------ Entries shown ------

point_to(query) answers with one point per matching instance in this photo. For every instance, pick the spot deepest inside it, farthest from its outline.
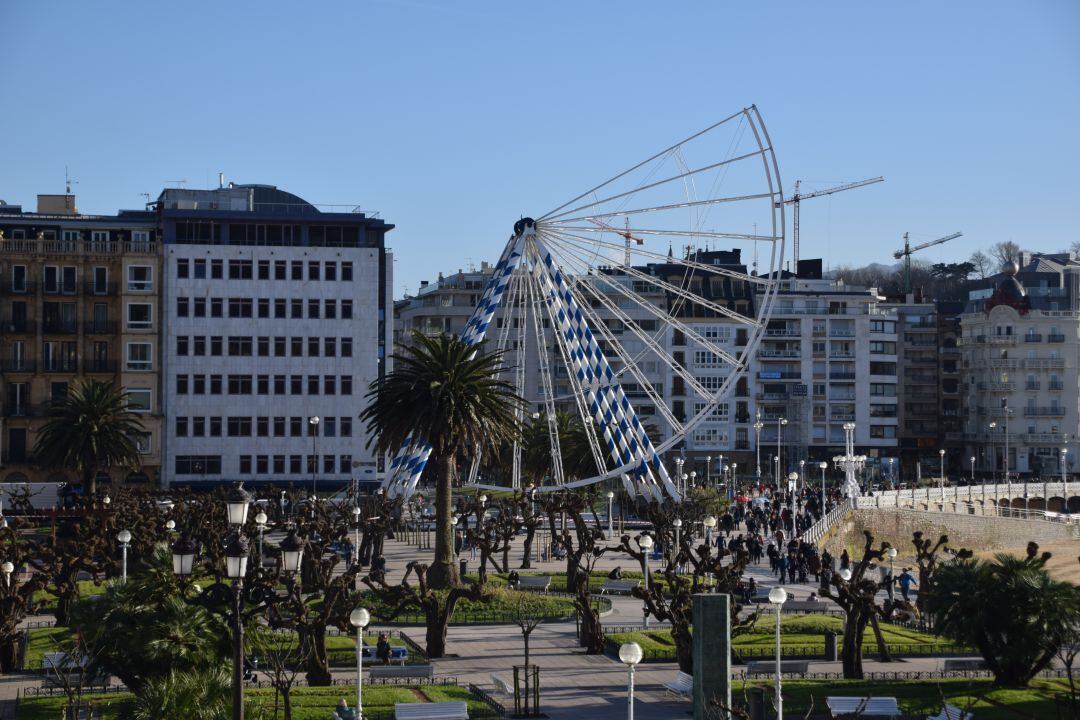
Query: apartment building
(1020, 350)
(78, 300)
(275, 324)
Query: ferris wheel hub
(526, 225)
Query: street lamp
(645, 542)
(124, 537)
(778, 596)
(630, 653)
(610, 497)
(793, 479)
(260, 522)
(359, 619)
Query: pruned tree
(436, 606)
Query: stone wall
(972, 531)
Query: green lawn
(921, 697)
(308, 703)
(796, 632)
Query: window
(139, 356)
(139, 315)
(240, 269)
(139, 277)
(198, 464)
(138, 399)
(240, 307)
(240, 347)
(240, 384)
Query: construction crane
(906, 254)
(625, 234)
(796, 199)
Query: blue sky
(453, 119)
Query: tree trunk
(442, 573)
(435, 635)
(313, 642)
(527, 557)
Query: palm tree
(1009, 609)
(447, 393)
(92, 429)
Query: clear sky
(454, 119)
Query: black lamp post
(227, 601)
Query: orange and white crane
(906, 254)
(796, 199)
(625, 234)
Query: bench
(534, 583)
(431, 711)
(501, 684)
(964, 664)
(683, 684)
(769, 666)
(863, 707)
(624, 586)
(394, 671)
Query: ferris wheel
(653, 284)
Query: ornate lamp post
(778, 596)
(359, 619)
(630, 653)
(125, 538)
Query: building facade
(1021, 349)
(79, 300)
(275, 325)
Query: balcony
(59, 327)
(1044, 411)
(26, 327)
(27, 287)
(100, 289)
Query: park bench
(683, 684)
(625, 586)
(431, 711)
(501, 684)
(863, 707)
(397, 654)
(534, 583)
(964, 664)
(769, 666)
(395, 671)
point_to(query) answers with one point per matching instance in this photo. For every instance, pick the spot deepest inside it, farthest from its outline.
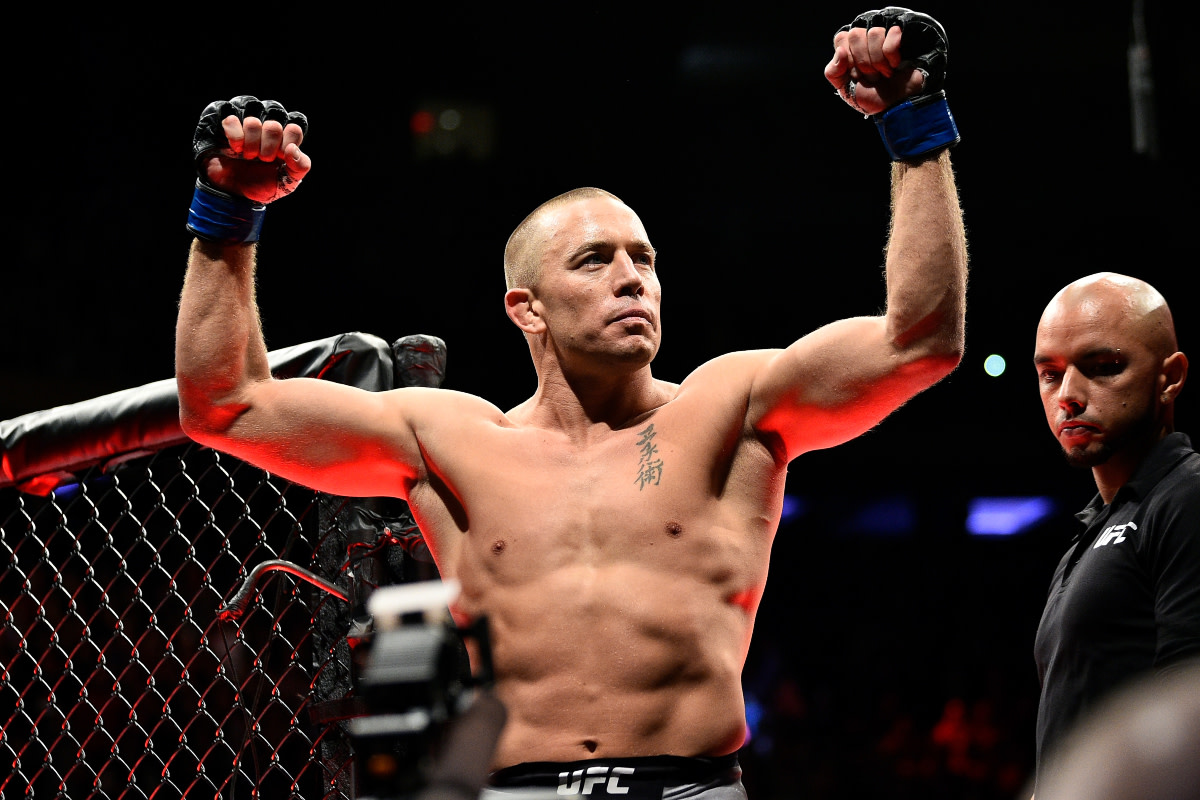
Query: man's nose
(1072, 391)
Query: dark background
(767, 199)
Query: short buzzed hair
(522, 254)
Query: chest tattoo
(649, 465)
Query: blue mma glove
(220, 216)
(922, 124)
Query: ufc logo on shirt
(1114, 535)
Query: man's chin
(1087, 457)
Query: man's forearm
(219, 342)
(927, 259)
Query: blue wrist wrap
(223, 218)
(917, 127)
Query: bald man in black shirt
(1125, 601)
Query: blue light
(1006, 516)
(793, 507)
(887, 517)
(994, 365)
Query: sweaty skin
(615, 528)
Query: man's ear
(521, 308)
(1173, 377)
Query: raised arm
(846, 377)
(309, 431)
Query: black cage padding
(54, 445)
(121, 541)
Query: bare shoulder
(429, 407)
(730, 372)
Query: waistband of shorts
(670, 770)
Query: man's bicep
(834, 384)
(325, 435)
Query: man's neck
(582, 407)
(1120, 469)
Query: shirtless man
(615, 528)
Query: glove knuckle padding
(222, 216)
(209, 133)
(923, 44)
(922, 124)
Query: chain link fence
(175, 623)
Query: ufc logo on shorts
(600, 781)
(1114, 535)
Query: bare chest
(528, 504)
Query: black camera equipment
(431, 723)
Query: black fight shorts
(655, 777)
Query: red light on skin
(423, 122)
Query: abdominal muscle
(617, 661)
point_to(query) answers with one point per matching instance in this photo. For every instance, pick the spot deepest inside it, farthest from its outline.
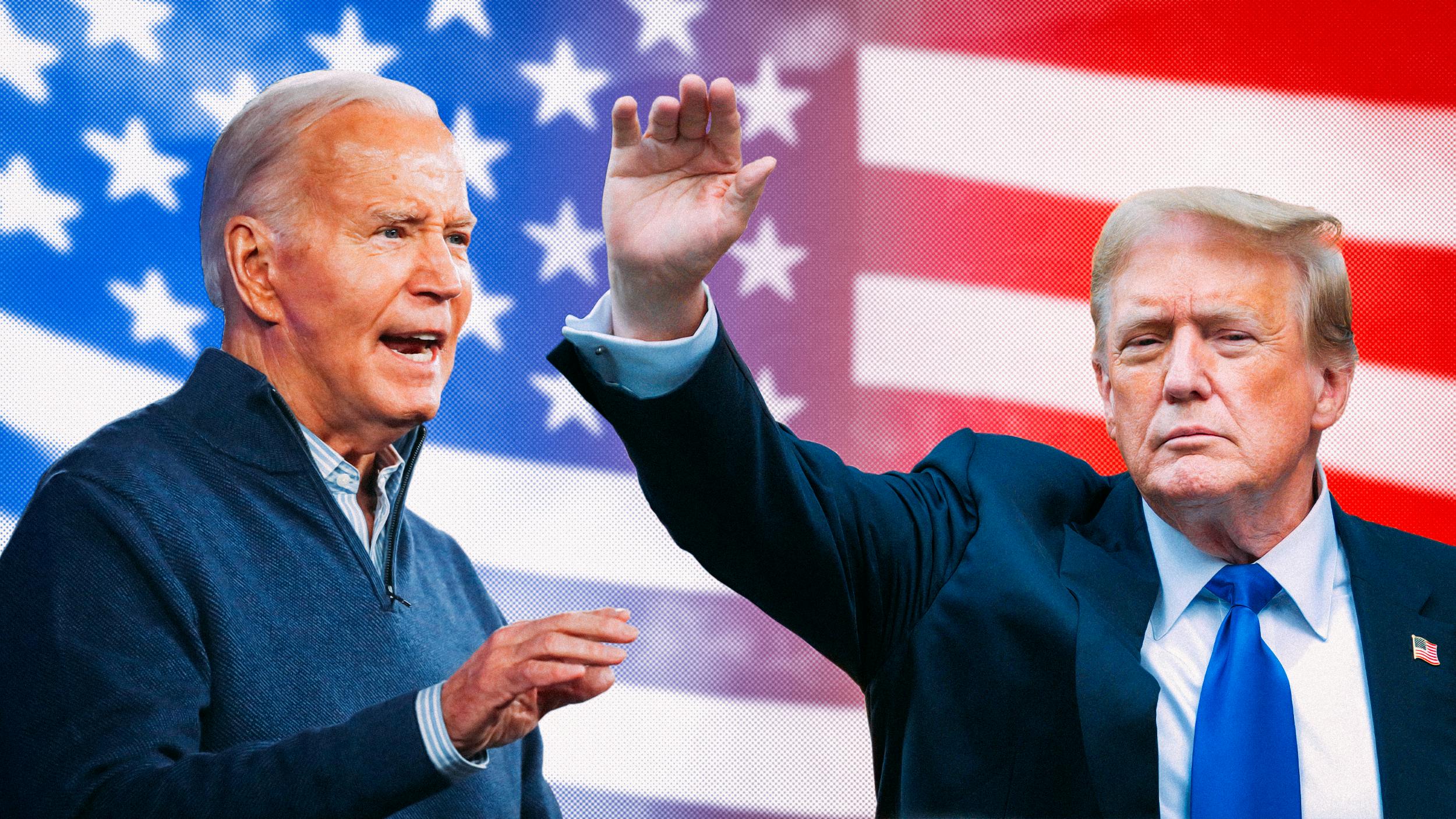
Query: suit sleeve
(105, 678)
(846, 560)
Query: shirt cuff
(437, 739)
(647, 369)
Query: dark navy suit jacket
(992, 602)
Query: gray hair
(1306, 236)
(246, 170)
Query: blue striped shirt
(344, 486)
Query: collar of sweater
(235, 408)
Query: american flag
(1425, 651)
(918, 264)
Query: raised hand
(529, 669)
(674, 200)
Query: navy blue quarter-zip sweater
(188, 627)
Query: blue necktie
(1245, 762)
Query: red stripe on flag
(1384, 53)
(893, 430)
(1011, 238)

------

Your instructions:
Reproduce verbatim the lines from the one containing "Query: american flag" through the end of the records.

Task output:
Query: american flag
(1425, 651)
(918, 264)
Query: raised hand
(529, 669)
(674, 200)
Query: navy blue quarter-zip sweater
(188, 627)
Query: blue necktie
(1245, 762)
Query: red stripe on flag
(1384, 53)
(893, 430)
(1011, 238)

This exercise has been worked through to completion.